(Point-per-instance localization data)

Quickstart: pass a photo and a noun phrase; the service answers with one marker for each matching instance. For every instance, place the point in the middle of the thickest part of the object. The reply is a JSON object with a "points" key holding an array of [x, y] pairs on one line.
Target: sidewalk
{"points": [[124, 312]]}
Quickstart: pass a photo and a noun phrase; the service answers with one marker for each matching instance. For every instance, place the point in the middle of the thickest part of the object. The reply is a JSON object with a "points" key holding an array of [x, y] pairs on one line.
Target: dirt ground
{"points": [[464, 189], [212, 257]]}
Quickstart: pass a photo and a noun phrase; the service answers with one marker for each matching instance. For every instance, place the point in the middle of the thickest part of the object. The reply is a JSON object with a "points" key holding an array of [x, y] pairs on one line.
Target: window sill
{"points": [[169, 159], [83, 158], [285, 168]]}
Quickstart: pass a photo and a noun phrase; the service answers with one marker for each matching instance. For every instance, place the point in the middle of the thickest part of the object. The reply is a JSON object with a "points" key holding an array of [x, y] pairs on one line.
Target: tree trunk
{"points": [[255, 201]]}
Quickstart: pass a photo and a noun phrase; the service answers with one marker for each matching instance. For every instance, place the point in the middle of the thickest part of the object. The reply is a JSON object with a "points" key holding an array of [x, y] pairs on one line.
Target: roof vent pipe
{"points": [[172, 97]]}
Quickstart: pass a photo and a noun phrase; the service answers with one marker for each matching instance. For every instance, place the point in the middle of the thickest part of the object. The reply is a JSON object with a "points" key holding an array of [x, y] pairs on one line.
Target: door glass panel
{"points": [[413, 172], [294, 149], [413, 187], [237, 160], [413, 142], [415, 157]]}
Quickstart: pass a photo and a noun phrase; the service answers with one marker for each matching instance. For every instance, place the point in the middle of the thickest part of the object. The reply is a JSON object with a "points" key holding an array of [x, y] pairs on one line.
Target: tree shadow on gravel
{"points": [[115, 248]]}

Task description -
Counting the line that contains "Target: door glass panel" as the first, copy exactly every line through the end of the records, and nothing else.

Solution to the exercise -
Target: door glass panel
{"points": [[413, 172], [294, 149], [413, 187], [237, 160], [413, 142], [415, 157]]}
Quickstart: pass a photo and a noun phrase; the service answers with one marker for each matching instance. For every instance, place the point in the middle of the thickest part of the object. The reply is a JSON object with a "points" key holding an array of [x, y] pairs on one line.
Target: tree shadow on gravel
{"points": [[115, 248]]}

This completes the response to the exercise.